Every line of the data must be copied exactly.

************

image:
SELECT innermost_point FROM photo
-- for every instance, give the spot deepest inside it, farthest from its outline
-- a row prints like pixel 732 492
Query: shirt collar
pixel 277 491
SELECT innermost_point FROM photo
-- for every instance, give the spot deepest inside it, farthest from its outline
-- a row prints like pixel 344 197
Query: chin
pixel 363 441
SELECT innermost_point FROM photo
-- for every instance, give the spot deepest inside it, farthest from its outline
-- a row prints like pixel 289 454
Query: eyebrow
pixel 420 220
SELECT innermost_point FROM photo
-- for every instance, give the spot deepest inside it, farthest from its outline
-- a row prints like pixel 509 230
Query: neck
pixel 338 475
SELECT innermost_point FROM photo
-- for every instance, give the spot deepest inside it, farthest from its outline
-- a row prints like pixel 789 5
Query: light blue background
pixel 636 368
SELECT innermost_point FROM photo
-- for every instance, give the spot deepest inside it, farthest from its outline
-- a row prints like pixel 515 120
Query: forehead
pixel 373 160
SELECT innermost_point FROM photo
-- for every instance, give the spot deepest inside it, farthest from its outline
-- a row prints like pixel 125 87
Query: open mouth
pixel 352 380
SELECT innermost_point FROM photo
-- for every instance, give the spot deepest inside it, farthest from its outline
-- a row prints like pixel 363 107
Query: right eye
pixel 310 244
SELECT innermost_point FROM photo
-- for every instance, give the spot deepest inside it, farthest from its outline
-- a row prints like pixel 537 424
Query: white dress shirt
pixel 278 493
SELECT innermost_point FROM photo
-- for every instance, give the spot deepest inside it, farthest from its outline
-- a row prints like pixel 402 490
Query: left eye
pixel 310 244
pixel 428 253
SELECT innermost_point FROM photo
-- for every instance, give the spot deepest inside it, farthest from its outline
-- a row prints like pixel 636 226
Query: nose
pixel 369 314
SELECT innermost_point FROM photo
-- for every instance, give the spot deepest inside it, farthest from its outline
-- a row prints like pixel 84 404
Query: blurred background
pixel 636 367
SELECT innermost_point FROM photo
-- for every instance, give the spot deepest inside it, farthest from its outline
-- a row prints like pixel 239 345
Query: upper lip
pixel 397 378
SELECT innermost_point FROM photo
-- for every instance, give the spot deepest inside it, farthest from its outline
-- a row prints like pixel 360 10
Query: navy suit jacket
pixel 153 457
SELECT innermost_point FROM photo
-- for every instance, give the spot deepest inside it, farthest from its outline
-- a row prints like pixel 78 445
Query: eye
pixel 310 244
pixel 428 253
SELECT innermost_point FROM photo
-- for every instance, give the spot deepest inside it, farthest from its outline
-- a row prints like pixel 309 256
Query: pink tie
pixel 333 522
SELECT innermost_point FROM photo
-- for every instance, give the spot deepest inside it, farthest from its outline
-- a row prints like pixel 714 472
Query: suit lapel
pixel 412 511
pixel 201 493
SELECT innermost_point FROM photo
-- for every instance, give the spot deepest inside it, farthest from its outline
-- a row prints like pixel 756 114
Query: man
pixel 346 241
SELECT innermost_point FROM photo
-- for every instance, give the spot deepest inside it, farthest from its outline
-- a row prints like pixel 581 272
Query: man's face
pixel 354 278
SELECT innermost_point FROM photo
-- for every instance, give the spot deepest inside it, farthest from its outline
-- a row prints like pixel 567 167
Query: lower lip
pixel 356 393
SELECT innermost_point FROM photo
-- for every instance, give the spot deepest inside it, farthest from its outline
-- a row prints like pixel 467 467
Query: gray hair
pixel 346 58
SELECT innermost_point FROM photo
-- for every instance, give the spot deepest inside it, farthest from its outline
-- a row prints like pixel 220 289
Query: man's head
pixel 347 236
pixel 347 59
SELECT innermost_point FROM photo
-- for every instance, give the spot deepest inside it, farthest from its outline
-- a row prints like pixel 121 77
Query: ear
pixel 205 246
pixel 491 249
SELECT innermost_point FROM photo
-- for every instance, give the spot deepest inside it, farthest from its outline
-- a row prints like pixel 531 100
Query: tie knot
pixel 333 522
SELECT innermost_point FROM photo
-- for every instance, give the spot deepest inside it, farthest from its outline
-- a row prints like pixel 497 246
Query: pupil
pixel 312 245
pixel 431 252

************

• [Task solution]
image:
SELECT innermost_point FROM photo
-- for every instance, give the spot deepest inside it, farthest from its outline
-- a row prints like pixel 732 492
Query: shirt collar
pixel 277 491
SELECT innermost_point FROM photo
-- for every instance, give the spot deepest inside it, farthest from its outline
-- a row prints like pixel 344 197
Query: chin
pixel 363 441
SELECT innermost_point FROM photo
-- for every instance, give the spot deepest inside it, farthest from its outline
-- a row prints like pixel 289 454
Query: eyebrow
pixel 420 220
SELECT innermost_point FROM photo
-- for every instance, give the spot deepest inside it, farthest from its outline
-- a row prints like pixel 509 230
Query: neck
pixel 338 475
SELECT innermost_point FROM photo
-- for every instance, give the spot deepest inside it, farthest from its outline
-- a row prints like pixel 789 5
Query: light blue background
pixel 636 368
SELECT innermost_point FROM photo
-- for every instance, give the spot deepest inside it, farthest from its outline
-- a row prints like pixel 515 120
Query: forehead
pixel 373 160
SELECT innermost_point FROM photo
-- for every instance, give the spot deepest inside it, farthest from its outline
-- a row prints like pixel 125 87
Query: open mouth
pixel 352 380
SELECT innermost_point FROM photo
-- for every instance, give the spot deepest inside it, farthest from its outline
-- a row prints like pixel 363 107
Query: right eye
pixel 310 244
SELECT innermost_point FROM photo
-- for every instance, give the spot deepest inside it, farthest from its outline
-- a row prints like pixel 537 424
Query: white dress shirt
pixel 278 493
SELECT innermost_point FROM photo
-- for every instance, give the spot deepest inside it, farthest from its outline
-- a row prints like pixel 402 490
Query: left eye
pixel 310 244
pixel 428 253
SELECT innermost_point FROM photo
-- for every instance, give the spot deepest inside it, farthest from its outline
-- a row prints like pixel 636 226
Query: nose
pixel 369 314
SELECT innermost_point FROM photo
-- for every instance, give the spot deepest inside it, farthest from its outline
-- a row prints like pixel 84 404
Query: blurred background
pixel 636 367
SELECT innermost_point FROM photo
-- for every instance, give the spot deepest inside it, farthest from its outline
-- a row prints like pixel 239 345
Query: upper lip
pixel 397 378
SELECT innermost_point FROM photo
-- for every instance, give the spot deepest inside it, farthest from its outline
-- a row prints like pixel 360 10
Query: navy suit jacket
pixel 153 457
SELECT innermost_point FROM photo
-- for every instance, give the spot deepest inside it, farthest from its outline
-- a row prints like pixel 78 445
Query: eye
pixel 310 244
pixel 428 253
SELECT innermost_point FROM photo
-- for every instance, give the spot deepest inside it, farthest from its outline
-- a row prints like pixel 309 256
Query: pink tie
pixel 333 522
SELECT innermost_point FROM photo
-- for every instance, give the spot deepest inside it, farthest from its outline
-- a row prints like pixel 714 472
Query: suit lapel
pixel 412 511
pixel 201 493
SELECT innermost_point FROM photo
-- for every instance, give the spot deepest inside it, farthest from its outline
-- a row prints like pixel 756 114
Query: man
pixel 346 241
SELECT innermost_point FROM photo
-- for every instance, give the spot deepest inside it, farthest from its outline
-- a row prints like pixel 581 272
Query: man's face
pixel 354 278
SELECT innermost_point FROM photo
-- for every instance, give the spot deepest inside it, farthest from its outline
-- a row prints like pixel 567 167
Query: lower lip
pixel 356 393
SELECT innermost_point FROM photo
-- for every instance, give the spot deepest inside it, farthest from its outline
-- a row prints like pixel 467 467
Query: gray hair
pixel 346 58
SELECT innermost_point FROM photo
-- for every instance, give the spot deepest inside it, farthest from its outline
-- a row prints like pixel 220 289
Query: man's head
pixel 347 236
pixel 347 59
SELECT innermost_point FROM photo
-- for every instance, give the spot deepest inside it, farthest from its outline
-- a row prints like pixel 121 77
Query: ear
pixel 205 246
pixel 491 249
SELECT innermost_point FROM photo
-- for every instance, give the spot deepest inside it, farthest from its outline
-- a row prints like pixel 531 100
Query: tie knot
pixel 333 522
SELECT innermost_point FROM photo
-- for every instance, give the spot deepest inside it, farthest from its outline
-- a row prints like pixel 497 246
Query: pupil
pixel 312 245
pixel 431 252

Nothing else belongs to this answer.